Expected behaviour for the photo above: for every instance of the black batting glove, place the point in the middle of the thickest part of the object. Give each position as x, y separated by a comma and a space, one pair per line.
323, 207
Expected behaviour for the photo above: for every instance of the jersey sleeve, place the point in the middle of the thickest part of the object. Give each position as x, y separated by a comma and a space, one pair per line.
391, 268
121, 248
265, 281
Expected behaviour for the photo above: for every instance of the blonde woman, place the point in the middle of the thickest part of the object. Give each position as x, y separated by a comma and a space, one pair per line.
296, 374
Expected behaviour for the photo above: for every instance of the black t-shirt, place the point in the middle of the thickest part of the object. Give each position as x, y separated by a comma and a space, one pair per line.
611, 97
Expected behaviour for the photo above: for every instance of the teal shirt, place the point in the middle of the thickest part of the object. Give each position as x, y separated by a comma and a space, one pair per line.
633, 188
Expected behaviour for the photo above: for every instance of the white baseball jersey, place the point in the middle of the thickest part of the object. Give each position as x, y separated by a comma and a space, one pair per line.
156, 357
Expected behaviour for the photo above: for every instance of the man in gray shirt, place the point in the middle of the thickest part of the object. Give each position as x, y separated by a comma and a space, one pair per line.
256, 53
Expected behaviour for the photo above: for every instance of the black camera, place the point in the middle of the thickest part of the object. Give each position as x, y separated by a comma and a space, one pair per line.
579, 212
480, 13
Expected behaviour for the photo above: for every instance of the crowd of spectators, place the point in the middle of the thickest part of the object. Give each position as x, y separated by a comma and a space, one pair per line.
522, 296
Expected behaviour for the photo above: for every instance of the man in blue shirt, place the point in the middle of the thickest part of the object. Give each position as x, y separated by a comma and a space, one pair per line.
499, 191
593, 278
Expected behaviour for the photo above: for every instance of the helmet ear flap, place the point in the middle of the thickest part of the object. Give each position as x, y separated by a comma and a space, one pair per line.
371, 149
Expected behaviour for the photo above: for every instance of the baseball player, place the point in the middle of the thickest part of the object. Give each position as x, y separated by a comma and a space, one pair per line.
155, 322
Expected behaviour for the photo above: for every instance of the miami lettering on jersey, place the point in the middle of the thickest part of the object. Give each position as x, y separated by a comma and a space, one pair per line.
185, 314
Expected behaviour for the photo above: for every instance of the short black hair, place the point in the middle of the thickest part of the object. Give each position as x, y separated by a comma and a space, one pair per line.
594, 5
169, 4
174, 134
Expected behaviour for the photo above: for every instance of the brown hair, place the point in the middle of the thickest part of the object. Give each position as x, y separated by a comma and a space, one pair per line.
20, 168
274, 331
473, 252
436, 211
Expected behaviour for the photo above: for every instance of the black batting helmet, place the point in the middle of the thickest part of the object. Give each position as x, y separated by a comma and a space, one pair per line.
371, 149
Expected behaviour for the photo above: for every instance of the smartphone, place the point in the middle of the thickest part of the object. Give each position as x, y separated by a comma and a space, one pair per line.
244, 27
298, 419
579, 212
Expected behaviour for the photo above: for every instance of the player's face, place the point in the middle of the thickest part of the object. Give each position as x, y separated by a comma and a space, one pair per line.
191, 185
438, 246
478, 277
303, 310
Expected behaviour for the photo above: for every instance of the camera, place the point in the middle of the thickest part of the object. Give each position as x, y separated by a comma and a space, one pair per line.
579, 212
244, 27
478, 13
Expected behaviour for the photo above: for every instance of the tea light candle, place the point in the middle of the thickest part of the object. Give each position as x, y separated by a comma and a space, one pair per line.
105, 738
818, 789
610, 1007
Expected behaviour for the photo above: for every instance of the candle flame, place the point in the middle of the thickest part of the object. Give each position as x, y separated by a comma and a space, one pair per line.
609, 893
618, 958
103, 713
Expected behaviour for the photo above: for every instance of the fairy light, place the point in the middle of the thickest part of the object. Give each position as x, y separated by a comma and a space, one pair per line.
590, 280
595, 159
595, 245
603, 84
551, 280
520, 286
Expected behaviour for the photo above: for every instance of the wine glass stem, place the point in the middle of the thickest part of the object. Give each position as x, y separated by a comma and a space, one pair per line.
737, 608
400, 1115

**What to work on:**
A faithful retyping of every entry above is the task.

**Solution:**
Expected behaviour for the photo above: for every instance of the black batting glove, place the point in the middle of the thickest part of the object. Give each position as x, y separated by a comma and a space, one pair per line.
323, 207
Expected behaviour for the photo above: for every instance of the jersey sleeve, place the point in the middle of the thickest part of the object. Give each position as x, y separated by a comma and a space, one pair per line.
391, 268
121, 248
265, 281
Expected behaviour for the photo above: for every instance of the blonde woman, place the point in the middle of the thickest part of the object. Give each position as x, y separated by a comma and a space, one pair per line.
296, 374
Expected behaviour for the photo above: for every instance of the black t-shirt, place the point in the middle of the thickest part of the object. Give each position as x, y separated by a comma and a space, one pair per line.
611, 97
Expected behaviour for the photo above: for every instance of the teal shirt, place the point in the middle of the thickest part of the object. Give each position as x, y separated by a comma and a space, one pair per line.
633, 188
Expected behaviour for the photo above: for every instance of the white baseball jersey, place the point in the middle of the thickest part of the object. Give each position as x, y separated by a comma and a space, one pair per line.
156, 357
Expected behaviour for the photo above: for every instance of the man in gray shirt, place the point in the middle of the thickest part of the object. Give each position as x, y separated by a comma and a space, one pair per line.
256, 53
Expected behaviour for the photo above: for every instance of the black camera, place the point in the middle of the thickest part of the object. Give each position as x, y separated by a comma and a space, one pair per line.
579, 212
480, 13
Expected behaviour for the photo above: for every instance of the crowd of spectators, place the point in the middle of the thickest part of the object. Give each position as x, y separated by a comma and a space, one pair per line.
522, 296
Expected behaviour for the photo above: for every instance of the man in blue shirt, place the point in the middle of the thickest part of the object. Give each position as x, y separated by a comma and a space, one pair per line.
499, 191
593, 278
Expected behaviour for the photo above: for every instance of the helmet ear flap, place the point in the middle of the thickest part of the object. Give each position as x, y separated by a comma and a space, one pair per line.
371, 149
Expected behaviour for the photo above: for every instance of the baseball player, place the point in the middle of the thickest part of the object. Give each position as x, y separated by a comma and a space, one pair per line.
155, 322
Expected behaviour for the photo above: for every instance of the miami lettering on jersey, place the point in the middle of the thickest part of the object. Give each position as x, y separated by a comma and a space, one pair per line.
185, 314
Expected behaviour for the photo above: for every instance of the short black hair, place the point in the middle of the thickest part of the object. Give each position as x, y separated by a comma and a space, one pair per line.
594, 5
169, 4
174, 134
Expected behaviour for the photo above: for every instance of the brown hair, place the point in the middle of the thickest part of the object. Give each position as x, y separated by a comma and a space, one pair per line.
20, 168
274, 331
473, 252
436, 211
Expected behaviour for the photo above: for every instance of the black batting helmet, place the point in the middle of the thickest part of the object. Give each position as x, y separated by a comma and a space, one pair per line.
371, 149
Expected behaviour for the photo above: for every instance of the smartphone, place the point in the middle of the thickest part of the object. Give each position as x, y separated by a comma and a space, one pair per line.
244, 27
298, 419
579, 212
Expected behaviour for the photo above: for every instance of the player's face, place the point in the middle of the thickest part of the object. Give each position as x, y separated by a comma and a space, one pair per line.
191, 185
438, 246
478, 277
303, 310
Expected behaviour for the photo above: for every instance of the camera, place the point in the middle of the thickest part of the object. Give each position as x, y separated by a comma and a space, one pair per line.
579, 212
244, 27
478, 13
Expected behaviour for the photo above: for every instance of the tea light candle, place the point in the middle of the thickest part of the object. Give each position as x, y separated by a comma and a space, one pair per line.
105, 738
818, 789
610, 1007
Expected behaviour for the photo above: for every instance of the candle flame, place the point in the middle of the thickest part of the object. Give each position as x, y separated by a comma and a space, one pair per line.
609, 893
618, 958
103, 713
Expected behaviour for the photo above: for every instance of the fairy light, place the point in the middle of the thickest part of the object. Give each position as x, y separated by a comma and a space, one pair per line.
590, 280
595, 159
595, 245
603, 84
551, 280
520, 286
Expected behaviour for the photo above: for every instance of the wine glass stem, place the point in the middle of the thickest part of the object. Give each position as x, y separated by a comma and a space, one pair per line.
737, 608
400, 1115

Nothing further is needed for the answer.